Vertical Transmission of Dengue Fever

Parul Prakash Salunke, Nandkishor Shrikishanji Kabra, Javed Ahmed

Abstract

Dengue fever is transmitted between humans by the bite of Aedes spp. mosquitoes. Nonvector transmission of dengue virus is infrequently reported. Vertical transmission of dengue virus, although rare, has been reported and is associated with adverse neonatal outcomes.

A 37-week, early-term, male neonate was born by caesarean section to a 37-year-old primigravida, who was febrile during and 2 days prior to delivery. The mother tested positive for dengue NS1 antigen. On day 2 of life, the neonate developed fever spikes; blood culture and sepsis screen tests were negative; and, initially, the neonate tested negative for dengue NS1 antigen. But the neonate continued to have spikes of fever. A repeat dengue NS1 antigen test done on day 5 of life was positive. Complete blood count showed hemoconcentration and decreased platelet count (90,000/mm3). The neonate was managed in a specialized neonatal intensive care unit (NICU) with paracetamol drops for fever and oral hydration. Initially, the neonate was hydrated orally, followed by IV hydration because of worsening hemoconcentration and fall in platelet count. There was no evidence of bleeding and the neonate remained hemodynamically stable throughout the NICU stay. The neonate was given platelet transfusion on day 7 when the platelet count decreased to a minimum of 8000/mm3. Fever subsided by day 10 of life, and there was a gradual recovery in the platelet count, thereafter. The neonate was discharged home on day 16 of life, once platelet count increased above 100,000/mm3. Platelet count at 1-week postdischarge follow-up was normal (415,000/mm3). Vertical transmission of dengue virus, though rare, has been reported and should be suspected in a pregnant woman who develops febrile illness during or just before delivery. In the present case, the neonate most likely developed dengue because of vertical transmission of the virus.

◆ ◆ ◆ ◆

_TASK TO CARRY OUT_. Please reproduce the stretch of the dengue case report from "Dengue fever is" through "adverse neonatal outcomes.", word for word. The data that follows was taken from a different source.

◆ ◆ ◆ ◆

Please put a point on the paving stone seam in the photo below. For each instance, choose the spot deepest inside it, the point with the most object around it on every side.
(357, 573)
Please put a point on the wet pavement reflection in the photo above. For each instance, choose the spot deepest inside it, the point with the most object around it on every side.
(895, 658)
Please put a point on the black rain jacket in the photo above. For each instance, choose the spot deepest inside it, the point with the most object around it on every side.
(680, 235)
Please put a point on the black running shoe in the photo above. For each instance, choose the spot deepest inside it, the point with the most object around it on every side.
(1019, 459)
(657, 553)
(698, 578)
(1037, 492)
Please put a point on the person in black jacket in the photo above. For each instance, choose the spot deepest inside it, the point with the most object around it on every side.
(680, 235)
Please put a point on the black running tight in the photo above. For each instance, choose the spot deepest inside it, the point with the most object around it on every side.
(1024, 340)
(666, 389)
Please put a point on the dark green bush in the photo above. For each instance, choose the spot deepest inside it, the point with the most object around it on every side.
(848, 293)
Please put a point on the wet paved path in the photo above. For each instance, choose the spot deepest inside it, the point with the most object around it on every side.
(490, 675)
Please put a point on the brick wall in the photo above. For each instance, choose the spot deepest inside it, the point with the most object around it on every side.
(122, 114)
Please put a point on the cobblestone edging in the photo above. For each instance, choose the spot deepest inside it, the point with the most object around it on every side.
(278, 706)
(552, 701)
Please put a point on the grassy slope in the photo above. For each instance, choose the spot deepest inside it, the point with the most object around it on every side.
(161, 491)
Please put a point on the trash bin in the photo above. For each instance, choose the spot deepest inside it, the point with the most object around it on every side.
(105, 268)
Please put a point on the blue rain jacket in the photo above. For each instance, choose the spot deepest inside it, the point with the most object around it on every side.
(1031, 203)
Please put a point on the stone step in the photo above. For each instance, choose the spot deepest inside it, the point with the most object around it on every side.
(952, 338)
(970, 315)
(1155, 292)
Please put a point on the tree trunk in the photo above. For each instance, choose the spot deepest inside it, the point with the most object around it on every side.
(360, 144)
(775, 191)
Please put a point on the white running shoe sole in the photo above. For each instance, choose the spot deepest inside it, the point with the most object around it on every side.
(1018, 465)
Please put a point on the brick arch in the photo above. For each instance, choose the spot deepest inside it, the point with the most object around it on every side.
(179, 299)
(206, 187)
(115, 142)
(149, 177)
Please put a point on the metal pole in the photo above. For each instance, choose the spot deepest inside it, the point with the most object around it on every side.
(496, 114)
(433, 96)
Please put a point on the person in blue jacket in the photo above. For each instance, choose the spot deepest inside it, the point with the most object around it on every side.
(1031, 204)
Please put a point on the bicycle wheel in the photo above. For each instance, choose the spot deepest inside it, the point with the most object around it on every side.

◆ ◆ ◆ ◆

_RESULT_.
Dengue fever is transmitted between humans by the bite of Aedes spp. mosquitoes. Nonvector transmission of dengue virus is infrequently reported. Vertical transmission of dengue virus, although rare, has been reported and is associated with adverse neonatal outcomes.